--- WORK INSTRUCTIONS ---
[1] Reproduce word for word the passage of the article on Ontario's vaccine passport tool, starting with "It's simple to" and going on through "work (sorry anti-vaxxers).".
[2] Write a continuation of the article about the tool that puts Ontario vaccine receipts into Apple Wallet, picking up after its final sentence.

--- EXTRACT ---
+ + + +
New grassroots tool makes it easy to show your Ontario vaccine passport anywhere
So, you've figured out where to download your vaccine passport in Ontario, but how do you show it to staff at businesses that, as of today, can't let you in without a proof-of-vaccination receipt?
Until the government launches its own "enhanced vaccine certificate" app on October 22 (fingers crossed), you can print out a copy of your immunization record and carry your certificate with you everywhere you go.
That, or you can obtain a digital version from the province's COVID-19 booking portal (when it works) showing that you've recieved two doses.
Now comes the annoying part: Finding and displaying the file on your phone every time you want to work out, grab drinks or anything else you're now required by law to have a vaccine passport for.
Sure, you could screenshot your receipt and play the dangerous game of scrolling through your image reel for it as needed, and there are instructions online for accessing the PDF you've saved as a file to your phone — but neither of these things are convenient.
Goals are:— Billy Lo (@billylo) August 27, 2021
a) help Ontarians show their vaccine status quickly
b) enable organizations to implement their mandates with less friction (just scan the QR code)
Hope it helps. Help spread the words? @JohnTory @davidkaplanmd @CTVChristina @BogochIsaac
"This tool converts your vaccination receipt from Ontario Ministry of Health to an Apple Wallet pass for easy access in the interim," reads the website for grassroots.vaccine-ontario.ca.
"Once Ontario's official QR code is released on Oct. 22, you will be able to update your Apple Wallet pass by visiting this site again."
It's simple to do on a phone:
First, have a copy of your vaccine receipt PDF downloaded to your mobile device. Only official copies with digital signatures downloaded from the government's website will work (sorry anti-vaxxers).
Next, press "Add to Apple Wallet" and, well, it adds a QR-enabled version of the receipt right to your Apple Wallet, making it instantly accessible any time (unless you have an Android device, in which case you can only save the document generated as a photo).
The colour-coded pass produced by the tool has a QR code that allows organizations to "verify records in a privacy-respecting way," according to one of its creators, Billy Lo. No personal information is said to be sent to the cloud.
Unfortunately, the email receipt you recieved after getting your second shot won't work with this tool, as the file needs to bear a digital certificate from the government's website for security reasons.
+ + + +
--- SUPPLIED DATA ---
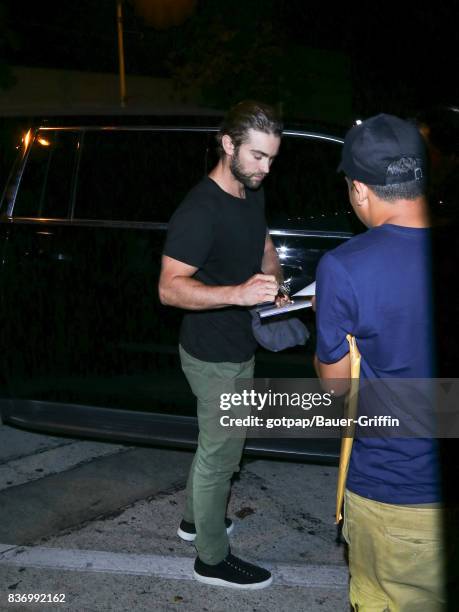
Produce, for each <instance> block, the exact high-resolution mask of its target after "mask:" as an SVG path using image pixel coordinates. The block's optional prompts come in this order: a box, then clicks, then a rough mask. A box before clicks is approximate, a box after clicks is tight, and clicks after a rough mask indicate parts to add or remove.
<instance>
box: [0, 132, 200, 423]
mask: <svg viewBox="0 0 459 612" xmlns="http://www.w3.org/2000/svg"><path fill="white" fill-rule="evenodd" d="M206 143H207V140H206V135H205V133H204V132H200V131H199V130H198V131H197V130H189V131H186V130H184V131H182V130H177V129H176V130H164V129H161V130H159V129H158V130H155V129H138V128H132V129H127V128H125V129H98V128H85V129H52V128H47V129H43V130H40V131H38V132H37V134H36V136H35V138H34V141H33V143H32V145H31V148H30V151H29V153H28V157H27V160H26V165H25V168H24V171H23V174H22V178H21V182H20V185H19V190H18V193H17V197H16V201H15V203H14V206H13V208H12V211H11V221H10V223H9V224H8V228H7V229H8V231H9V232H10V239H9V241H8V243H7V245H6V250H5V254H4V258H5V261H4V264H5V265H4V266H3V269H4V271H5V277H4V283H5V287H6V289H5V291H4V294H3V295H4V302H5V303H4V308H5V312H7V313H8V321H9V323H8V328H7V342H6V344H7V346H8V353H9V356H8V367H7V370H6V371H7V377H8V384H9V388H10V392H11V395H12V396H13V397H14V398H15V401H16V402H21V401H23V402H28V406H29V408H30V406H31V402H32V403H33V405H34V407H35V408H34V409H39V408H40V409H42V408H43V409H44V407H46V405H51V404H52V405H53V407H56V405H58V406H59V407H60V410H61V411H63V412H69V413H70V412H72V411H76V410H77V407H78V406H93V407H95V408H97V407H98V408H110V409H122V410H142V411H149V412H164V413H169V414H170V413H173V414H177V413H178V414H184V413H193V412H194V410H195V407H194V402H193V401H192V396H191V393H190V391H189V388H188V386H187V384H186V382H185V380H184V379H183V377H182V376H181V371H180V367H179V360H178V350H177V344H178V330H179V327H180V320H181V312H180V311H178V310H176V309H171V308H169V309H165V308H164V307H162V306H161V305H160V303H159V300H158V297H157V281H158V276H159V270H160V259H161V253H162V247H163V242H164V238H165V232H166V228H167V224H166V222H167V220H168V219H169V217H170V215H171V214H172V211H173V210H174V208H175V207H176V206H177V205H178V204H179V203H180V200H181V199H182V198H183V196H184V195H185V193H186V191H187V190H188V189H189V188H190V186H192V185H193V184H195V183H196V182H197V181H198V180H199V179H200V178H201V177H202V176H203V173H204V170H205V168H204V157H205V148H206ZM37 402H41V403H40V404H39V405H38V404H37ZM63 418H65V417H63ZM71 418H72V417H71V416H70V415H69V419H70V420H71ZM109 427H110V424H109V423H107V429H108V428H109Z"/></svg>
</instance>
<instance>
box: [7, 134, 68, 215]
mask: <svg viewBox="0 0 459 612" xmlns="http://www.w3.org/2000/svg"><path fill="white" fill-rule="evenodd" d="M76 152H77V133H76V132H67V131H63V132H59V131H40V132H38V134H37V136H36V137H35V139H34V141H33V144H32V145H31V149H30V151H29V155H28V158H27V163H26V166H25V168H24V173H23V175H22V178H21V183H20V186H19V191H18V195H17V198H16V202H15V205H14V211H13V214H14V216H15V217H35V218H40V217H42V218H43V217H44V218H67V217H68V214H69V205H70V200H71V191H72V176H73V170H74V165H75V157H76Z"/></svg>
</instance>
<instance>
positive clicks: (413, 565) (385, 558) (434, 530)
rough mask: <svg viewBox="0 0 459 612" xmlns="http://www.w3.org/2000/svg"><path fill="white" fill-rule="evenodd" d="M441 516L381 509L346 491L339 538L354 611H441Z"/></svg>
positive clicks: (403, 511)
mask: <svg viewBox="0 0 459 612" xmlns="http://www.w3.org/2000/svg"><path fill="white" fill-rule="evenodd" d="M442 513H443V510H442V508H439V507H432V506H428V505H421V506H400V505H393V504H384V503H381V502H377V501H374V500H370V499H366V498H364V497H361V496H360V495H356V494H355V493H352V492H350V491H346V493H345V518H344V525H343V535H344V537H345V539H346V541H347V543H348V544H349V571H350V575H351V579H350V591H349V596H350V602H351V605H352V606H353V607H354V609H355V610H356V611H358V612H389V611H390V612H439V611H440V610H442V611H444V610H446V604H445V589H444V582H445V580H444V576H445V571H444V566H443V564H444V544H443V537H442ZM458 605H459V602H458ZM458 609H459V608H458Z"/></svg>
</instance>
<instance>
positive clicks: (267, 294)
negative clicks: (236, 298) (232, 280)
mask: <svg viewBox="0 0 459 612" xmlns="http://www.w3.org/2000/svg"><path fill="white" fill-rule="evenodd" d="M235 290H236V291H237V300H236V303H237V304H238V305H239V306H255V305H256V304H262V303H263V302H274V300H275V298H276V296H277V292H278V290H279V285H278V283H277V281H276V277H275V276H274V275H272V274H254V275H253V276H251V277H250V278H249V280H247V281H246V282H245V283H242V285H238V286H237V287H236V288H235Z"/></svg>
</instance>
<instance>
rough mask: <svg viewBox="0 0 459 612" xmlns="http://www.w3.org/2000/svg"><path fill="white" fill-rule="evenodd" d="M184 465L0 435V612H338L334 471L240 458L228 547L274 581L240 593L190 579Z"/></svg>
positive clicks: (185, 474) (155, 453)
mask: <svg viewBox="0 0 459 612" xmlns="http://www.w3.org/2000/svg"><path fill="white" fill-rule="evenodd" d="M191 460H192V454H191V453H190V452H186V451H177V450H170V449H156V448H142V447H132V446H122V445H115V444H107V443H98V442H92V441H82V440H74V439H69V438H58V437H50V436H44V435H39V434H35V433H30V432H23V431H20V430H16V429H12V428H10V427H7V426H0V610H1V611H3V610H5V611H7V610H8V611H9V610H40V611H46V612H47V611H48V610H63V611H64V610H65V611H72V612H73V611H75V612H76V611H78V612H86V611H88V612H97V611H99V610H100V611H107V612H108V611H110V612H118V611H119V612H124V611H130V612H137V611H143V610H149V611H150V610H155V611H156V610H158V611H160V612H162V611H163V610H164V611H168V610H180V609H181V610H183V611H186V612H194V611H195V610H196V611H197V610H199V611H201V610H203V611H209V612H217V611H218V612H226V611H229V610H231V611H233V610H238V612H239V611H240V612H245V611H247V612H248V611H250V612H253V611H256V612H261V611H273V612H274V611H275V612H278V611H283V610H286V611H287V610H288V611H289V612H290V611H296V610H298V611H308V612H315V611H321V612H329V611H332V610H333V612H339V611H341V610H342V611H346V612H347V611H348V609H349V607H348V604H347V580H348V573H347V566H346V563H345V550H344V546H343V545H342V544H340V543H339V538H338V539H337V532H336V527H335V525H334V522H333V512H334V492H335V485H336V472H337V470H336V468H335V467H330V466H317V465H307V464H301V463H293V462H286V461H275V460H257V459H255V460H254V459H253V458H250V459H247V460H245V461H244V463H243V467H242V470H241V473H240V475H239V477H238V478H237V479H236V480H235V482H234V485H233V494H232V497H231V500H230V504H229V516H231V517H232V518H233V519H234V520H235V527H236V528H235V531H234V534H233V535H232V537H231V541H232V544H231V545H232V551H233V552H234V554H236V555H238V556H241V557H242V558H245V559H247V560H251V561H255V562H257V561H258V562H260V563H261V564H263V565H265V566H266V567H269V568H272V570H273V572H274V575H275V581H274V583H273V586H271V587H270V588H268V589H264V590H261V591H253V592H249V591H235V590H233V589H225V588H217V587H208V586H205V585H202V584H199V583H197V582H196V581H194V580H193V579H192V577H191V574H192V565H193V560H194V557H195V551H194V548H193V546H192V545H191V544H187V543H183V542H182V541H181V540H179V539H178V538H177V536H176V534H175V532H176V528H177V524H178V522H179V521H180V518H181V509H182V508H183V504H184V486H185V481H186V476H187V472H188V468H189V466H190V463H191ZM34 595H35V597H37V596H39V595H44V596H45V600H44V601H41V602H37V603H26V601H24V597H25V598H26V599H27V598H30V599H33V597H34ZM53 596H56V599H59V600H60V601H56V602H53V601H52V598H53ZM21 598H22V601H21ZM42 599H43V598H42ZM49 599H51V601H48V600H49Z"/></svg>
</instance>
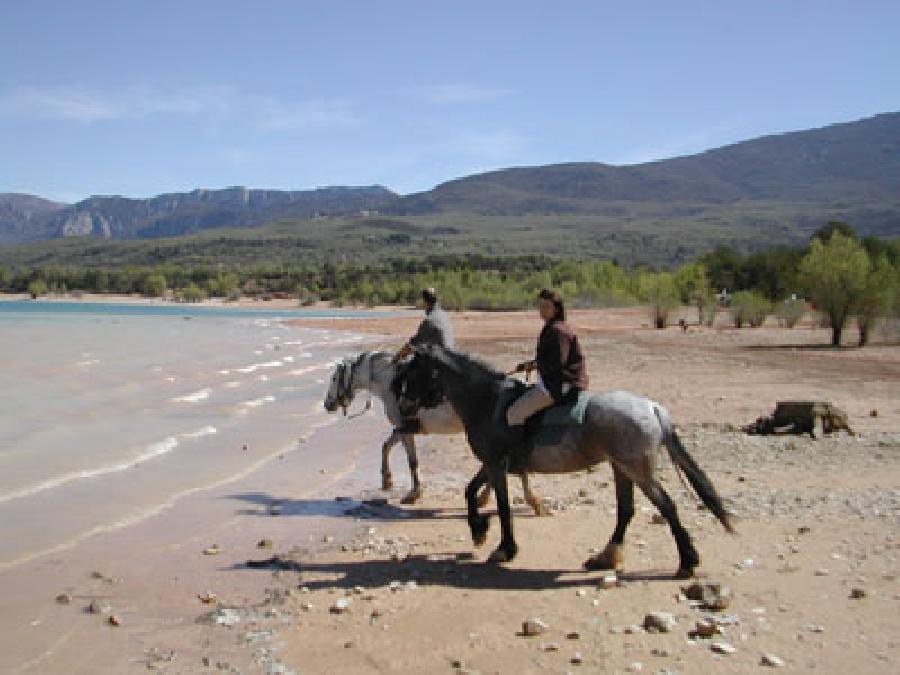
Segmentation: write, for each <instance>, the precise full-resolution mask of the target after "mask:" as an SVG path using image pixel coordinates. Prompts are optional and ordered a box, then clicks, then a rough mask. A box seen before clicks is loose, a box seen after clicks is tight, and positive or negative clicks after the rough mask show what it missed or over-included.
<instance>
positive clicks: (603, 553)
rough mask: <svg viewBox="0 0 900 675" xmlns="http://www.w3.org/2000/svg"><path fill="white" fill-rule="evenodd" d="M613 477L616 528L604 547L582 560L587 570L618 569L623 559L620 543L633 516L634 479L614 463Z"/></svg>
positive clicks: (618, 568) (633, 515)
mask: <svg viewBox="0 0 900 675" xmlns="http://www.w3.org/2000/svg"><path fill="white" fill-rule="evenodd" d="M613 477H614V478H615V480H616V529H615V530H613V534H612V537H610V539H609V542H608V543H607V544H606V548H604V549H603V550H602V551H601V552H600V553H598V554H597V555H595V556H591V557H590V558H588V559H587V560H585V561H584V568H585V569H588V570H614V569H619V568H620V567H621V566H622V562H623V560H624V556H623V551H622V545H623V544H624V543H625V530H627V529H628V524H629V523H630V522H631V519H632V518H633V517H634V481H633V480H631V479H630V478H629V477H628V476H626V475H625V474H624V473H623V472H622V471H621V470H620V469H619V468H618V467H617V466H615V465H613Z"/></svg>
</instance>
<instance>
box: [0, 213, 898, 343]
mask: <svg viewBox="0 0 900 675" xmlns="http://www.w3.org/2000/svg"><path fill="white" fill-rule="evenodd" d="M898 279H900V241H898V240H894V241H884V240H881V239H878V238H874V237H866V238H863V239H861V238H859V237H858V236H857V235H856V233H855V232H854V231H853V229H852V228H851V227H850V226H849V225H847V224H846V223H840V222H832V223H828V224H827V225H826V226H824V227H823V228H821V229H820V230H818V231H817V232H816V233H815V234H814V235H813V237H812V238H811V240H810V243H809V244H808V245H807V246H805V247H801V248H793V249H792V248H785V247H778V248H773V249H769V250H764V251H760V252H757V253H753V254H750V255H746V256H742V255H740V254H738V253H737V252H735V251H734V250H732V249H730V248H727V247H719V248H717V249H715V250H714V251H711V252H710V253H707V254H705V255H703V256H700V258H698V259H697V260H696V261H694V262H691V263H688V264H685V265H683V266H681V267H680V268H678V269H675V270H652V269H647V268H631V269H626V268H624V267H622V266H619V265H617V264H616V263H615V262H612V261H606V260H604V261H560V260H557V259H553V258H551V257H546V256H486V255H480V254H472V255H458V254H448V255H432V256H425V257H421V258H396V259H392V260H386V261H381V262H373V263H365V264H364V263H334V262H328V261H326V262H322V263H321V264H319V263H314V262H307V263H297V264H288V263H266V264H259V263H256V264H235V265H211V264H193V265H190V264H166V263H161V264H157V265H143V266H127V265H126V266H117V267H103V266H78V265H47V266H39V265H38V266H29V267H24V266H22V267H17V266H10V267H0V290H2V291H5V292H14V293H23V292H27V293H30V294H31V295H32V296H33V297H37V296H40V295H43V294H45V293H66V292H73V291H84V292H93V293H120V294H141V295H145V296H148V297H172V298H173V299H175V300H182V301H186V302H191V301H197V300H202V299H204V298H207V297H220V298H226V299H236V298H238V297H241V296H249V297H256V298H261V299H267V298H271V297H295V298H297V299H298V300H299V301H300V302H301V303H310V302H314V301H317V300H322V301H326V302H331V303H334V304H336V305H339V306H340V305H346V304H365V305H379V304H388V305H390V304H404V305H408V304H413V303H415V302H416V300H417V299H418V297H419V294H420V292H421V289H422V288H423V287H426V286H434V287H436V288H438V289H439V292H440V296H441V299H442V303H443V304H444V306H445V307H448V308H450V309H488V310H500V309H521V308H526V307H531V306H533V303H534V297H535V295H536V293H537V291H539V290H540V289H541V288H555V289H557V290H558V291H560V292H561V293H562V294H563V296H564V297H565V298H566V299H567V302H568V304H569V306H571V307H611V306H627V305H634V304H638V303H643V304H647V305H648V306H649V307H650V308H651V312H652V314H653V317H652V318H653V321H654V323H655V325H656V326H658V327H664V326H666V325H667V324H668V323H669V322H670V321H671V319H672V317H673V316H674V312H675V311H676V310H677V309H678V308H679V307H681V306H683V305H692V306H695V307H696V308H697V311H698V314H699V316H700V318H701V320H702V321H704V322H706V323H712V321H713V319H714V317H715V315H716V311H717V309H718V308H719V307H720V304H721V299H722V298H723V297H724V298H727V302H728V305H729V308H730V311H731V316H732V319H733V321H734V323H735V325H737V326H738V327H740V326H744V325H749V326H758V325H761V324H762V322H763V321H765V319H766V317H767V316H769V315H770V314H771V313H773V312H774V313H775V314H776V315H777V316H778V318H779V320H780V321H781V322H782V323H783V324H784V325H786V326H793V325H794V324H796V322H797V321H799V319H800V318H801V317H802V316H803V315H804V313H805V312H806V311H807V309H808V308H809V307H808V305H807V303H806V301H805V300H806V299H808V300H810V301H811V302H812V303H813V306H814V307H815V308H816V309H819V310H821V311H822V312H823V313H824V315H825V316H826V317H827V320H828V322H829V325H831V326H832V342H833V343H834V344H840V341H841V338H842V332H843V329H844V327H845V325H846V323H847V321H848V319H849V318H851V317H856V319H857V323H858V325H859V329H860V342H861V343H862V344H865V342H866V341H867V340H868V338H869V336H870V335H871V332H872V330H873V328H874V326H875V325H876V324H877V322H878V321H879V320H881V319H882V318H883V317H885V316H888V315H891V314H894V315H896V313H897V312H898V311H900V306H898V304H900V303H898V289H900V281H898ZM723 291H725V293H724V294H723Z"/></svg>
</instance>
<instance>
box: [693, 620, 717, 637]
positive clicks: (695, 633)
mask: <svg viewBox="0 0 900 675" xmlns="http://www.w3.org/2000/svg"><path fill="white" fill-rule="evenodd" d="M721 633H722V629H721V628H720V627H719V624H718V623H716V622H715V621H714V620H711V619H701V620H700V621H698V622H697V624H696V627H695V628H694V630H692V631H691V632H690V633H688V637H691V638H698V637H701V638H704V637H713V636H714V635H719V634H721Z"/></svg>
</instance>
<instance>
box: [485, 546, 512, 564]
mask: <svg viewBox="0 0 900 675" xmlns="http://www.w3.org/2000/svg"><path fill="white" fill-rule="evenodd" d="M515 557H516V551H515V549H513V550H509V551H507V550H506V549H504V548H503V547H502V546H501V547H499V548H497V549H496V550H495V551H494V552H493V553H491V555H490V557H488V562H489V563H493V564H495V565H496V564H499V563H505V562H509V561H510V560H512V559H513V558H515Z"/></svg>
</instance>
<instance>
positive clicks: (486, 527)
mask: <svg viewBox="0 0 900 675" xmlns="http://www.w3.org/2000/svg"><path fill="white" fill-rule="evenodd" d="M487 479H488V475H487V469H485V468H484V466H482V467H481V469H479V470H478V473H476V474H475V476H474V478H472V480H470V481H469V484H468V485H467V486H466V506H467V507H468V511H469V513H468V520H469V530H470V531H471V532H472V541H473V542H474V543H475V545H476V546H481V545H482V544H483V543H484V540H485V538H486V537H487V530H488V526H489V525H490V520H488V517H487V516H483V515H481V514H480V513H478V490H479V489H480V488H481V486H482V485H484V484H485V483H486V482H487Z"/></svg>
+ + + +
--- EXPECTED RESPONSES ---
[1]
It's simple to do on a phone:
First, have a copy of your vaccine receipt PDF downloaded to your mobile device. Only official copies with digital signatures downloaded from the government's website will work (sorry anti-vaxxers).

[2]
This will change once the province launches its own app, say the tool's creators. An Android version of the Vaccination Receipt to Wallet tool is also in development.
Just released a Vax QR code scanning web site.— vaccine-ontario.ca (@grassroots_team) September 7, 2021
Schools & other orgs can go to https://t.co/ZkQB9w2Gap to scan Vax QR code stored on your Apple Wallet. (Android is in progress)
No need to download any app, just use mobile browser to create your Vax QR code or verify it. #vhcON pic.twitter.com/bYe27GRXOt
And the vaccine receipt to Apple Wallet conversion tool isn't the only trick this group has up its sleeves: They have released a "Vax QR code scanning website" for schools, businesses and other organizations to use for free as well.
Unlike the conversion tool, this one can be used by anyone on a mobile browser with a camera-equipped phone.
Like the people behind the popular Vaccine Hunters Twitter account, which earlier in the pandemic helped people find appointments to get vaccines, the folks behind this new tool have no commerical interests. They're simply trying to make life easier for their fellow Ontarians.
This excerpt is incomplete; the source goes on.